━━━ DATASET ━━━

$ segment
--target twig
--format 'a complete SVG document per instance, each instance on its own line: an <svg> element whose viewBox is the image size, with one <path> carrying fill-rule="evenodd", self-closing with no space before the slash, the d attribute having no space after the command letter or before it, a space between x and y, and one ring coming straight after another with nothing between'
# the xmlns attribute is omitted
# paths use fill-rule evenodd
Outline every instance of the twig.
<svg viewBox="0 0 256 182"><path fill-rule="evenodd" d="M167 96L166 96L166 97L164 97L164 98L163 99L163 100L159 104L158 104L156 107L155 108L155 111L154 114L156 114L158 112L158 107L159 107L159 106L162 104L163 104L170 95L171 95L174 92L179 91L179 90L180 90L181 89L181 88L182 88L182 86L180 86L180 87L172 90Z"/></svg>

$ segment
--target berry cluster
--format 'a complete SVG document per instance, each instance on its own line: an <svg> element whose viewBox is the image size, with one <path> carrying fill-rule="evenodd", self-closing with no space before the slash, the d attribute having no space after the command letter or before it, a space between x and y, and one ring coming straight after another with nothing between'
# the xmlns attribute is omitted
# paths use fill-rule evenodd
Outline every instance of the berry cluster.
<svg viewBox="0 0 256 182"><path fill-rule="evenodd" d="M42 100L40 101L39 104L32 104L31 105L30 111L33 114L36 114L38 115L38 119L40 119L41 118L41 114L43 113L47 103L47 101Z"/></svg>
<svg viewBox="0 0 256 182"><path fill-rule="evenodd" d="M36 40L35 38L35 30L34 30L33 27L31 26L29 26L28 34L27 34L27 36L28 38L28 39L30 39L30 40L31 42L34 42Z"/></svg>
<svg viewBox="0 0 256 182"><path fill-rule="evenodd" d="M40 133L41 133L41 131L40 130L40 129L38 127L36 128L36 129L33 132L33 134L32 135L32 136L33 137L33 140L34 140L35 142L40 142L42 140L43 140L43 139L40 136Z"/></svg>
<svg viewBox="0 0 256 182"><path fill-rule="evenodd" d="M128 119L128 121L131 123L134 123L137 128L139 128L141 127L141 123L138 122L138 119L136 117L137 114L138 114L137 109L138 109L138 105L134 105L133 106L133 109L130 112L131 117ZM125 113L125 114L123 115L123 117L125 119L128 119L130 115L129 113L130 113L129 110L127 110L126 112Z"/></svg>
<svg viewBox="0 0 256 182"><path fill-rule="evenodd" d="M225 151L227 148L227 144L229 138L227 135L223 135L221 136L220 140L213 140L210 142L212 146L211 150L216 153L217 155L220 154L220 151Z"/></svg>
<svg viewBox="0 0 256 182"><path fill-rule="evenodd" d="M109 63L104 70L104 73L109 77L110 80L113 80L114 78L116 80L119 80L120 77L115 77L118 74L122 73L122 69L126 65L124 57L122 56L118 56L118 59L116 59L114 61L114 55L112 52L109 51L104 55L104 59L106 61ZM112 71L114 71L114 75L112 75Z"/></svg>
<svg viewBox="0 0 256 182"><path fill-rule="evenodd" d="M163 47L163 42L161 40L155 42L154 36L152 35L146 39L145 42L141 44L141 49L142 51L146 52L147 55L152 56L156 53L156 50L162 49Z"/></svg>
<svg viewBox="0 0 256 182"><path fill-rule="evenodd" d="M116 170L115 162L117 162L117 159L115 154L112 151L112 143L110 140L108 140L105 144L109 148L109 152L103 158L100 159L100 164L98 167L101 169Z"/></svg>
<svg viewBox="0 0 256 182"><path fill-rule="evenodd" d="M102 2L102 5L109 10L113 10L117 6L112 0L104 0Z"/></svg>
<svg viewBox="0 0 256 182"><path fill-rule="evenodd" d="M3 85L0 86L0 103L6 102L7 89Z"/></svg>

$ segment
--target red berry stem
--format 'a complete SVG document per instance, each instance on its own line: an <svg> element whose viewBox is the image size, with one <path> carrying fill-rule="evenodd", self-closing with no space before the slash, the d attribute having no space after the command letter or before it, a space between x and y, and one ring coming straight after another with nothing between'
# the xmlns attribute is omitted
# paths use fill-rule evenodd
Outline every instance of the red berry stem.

━━━

TASK TO CARRY OUT: Pull out every line of the data above and reproduce each one verbatim, with nothing changed.

FINISHED ANSWER:
$ segment
--target twig
--format 'a complete SVG document per instance, each instance on its own line: an <svg> element whose viewBox is the image size, with one <path> carrying fill-rule="evenodd", self-closing with no space before the slash, the d attribute having no space after the command letter or before it, a space between x and y, and one ring coming straight after another with nothing between'
# the xmlns attribute is omitted
# paths use fill-rule evenodd
Outline every instance of the twig.
<svg viewBox="0 0 256 182"><path fill-rule="evenodd" d="M167 96L166 96L166 97L164 97L164 98L163 99L163 100L159 104L158 104L156 107L155 108L155 111L154 114L156 114L158 112L158 107L159 107L159 106L162 104L163 104L170 95L171 95L174 92L179 91L179 90L180 90L181 89L181 88L182 88L182 86L180 86L180 87L172 90Z"/></svg>

$ segment
--target berry cluster
--format 'a complete SVG document per instance, each instance on its own line: an <svg> element whose viewBox is the image size, with one <path> carrying fill-rule="evenodd", self-closing with no space before the slash, the d attribute having no space after the command letter or before it, a space between x and y, and one ring coming straight after another with nothing between'
# the xmlns attribute is omitted
# paths use fill-rule evenodd
Outline every instance of the berry cluster.
<svg viewBox="0 0 256 182"><path fill-rule="evenodd" d="M42 100L40 101L39 104L32 104L31 105L30 111L33 114L36 114L38 115L38 119L40 119L41 118L41 114L43 113L47 103L47 101Z"/></svg>
<svg viewBox="0 0 256 182"><path fill-rule="evenodd" d="M36 40L35 38L35 30L34 30L33 27L31 26L29 26L28 34L27 34L27 36L28 38L28 39L30 39L30 40L31 42L34 42Z"/></svg>
<svg viewBox="0 0 256 182"><path fill-rule="evenodd" d="M40 133L41 133L41 131L40 130L40 129L38 127L36 128L36 129L33 132L33 134L32 135L32 136L33 137L33 140L34 140L35 142L40 142L42 140L43 140L43 139L40 136Z"/></svg>
<svg viewBox="0 0 256 182"><path fill-rule="evenodd" d="M128 119L128 121L131 123L134 123L137 128L139 128L141 127L141 123L138 122L138 119L136 117L137 114L138 114L137 109L138 109L138 105L134 105L133 106L133 109L130 112L131 117ZM125 113L125 114L123 115L123 117L125 119L128 119L130 115L129 113L130 113L129 110L127 110L126 112Z"/></svg>
<svg viewBox="0 0 256 182"><path fill-rule="evenodd" d="M225 151L227 148L227 144L229 138L227 135L223 135L221 136L220 140L213 140L210 142L212 146L211 150L216 153L217 155L220 154L220 151Z"/></svg>
<svg viewBox="0 0 256 182"><path fill-rule="evenodd" d="M109 63L104 70L104 73L109 77L110 80L113 80L114 78L116 80L119 80L120 77L115 77L118 74L122 73L122 69L126 65L124 57L122 56L118 56L118 59L116 59L114 61L114 55L112 52L109 51L104 55L104 59L106 61ZM112 71L114 71L114 75L112 75Z"/></svg>
<svg viewBox="0 0 256 182"><path fill-rule="evenodd" d="M163 47L163 42L161 40L155 42L154 36L152 35L146 39L145 42L141 44L141 49L142 51L146 52L147 55L152 56L156 53L156 50L162 49Z"/></svg>
<svg viewBox="0 0 256 182"><path fill-rule="evenodd" d="M116 170L115 162L117 162L117 159L115 154L112 151L112 143L110 140L108 140L105 144L109 148L109 152L103 158L100 159L100 164L98 167L101 169Z"/></svg>
<svg viewBox="0 0 256 182"><path fill-rule="evenodd" d="M102 2L102 5L109 10L113 10L117 6L112 0L104 0Z"/></svg>
<svg viewBox="0 0 256 182"><path fill-rule="evenodd" d="M3 85L0 86L0 103L6 102L7 89Z"/></svg>

$ segment
--target red berry stem
--format 'a complete SVG document per instance, each instance on its own line: an <svg> element whose viewBox is the image size, with one <path> carrying fill-rule="evenodd", self-closing with no space before the slash, the d attribute having no space after the command letter or before it, a space between x and y, and one ring coming straight after another with nothing between'
# the xmlns attribute is omitted
# paths use fill-rule evenodd
Outline every instance of the red berry stem.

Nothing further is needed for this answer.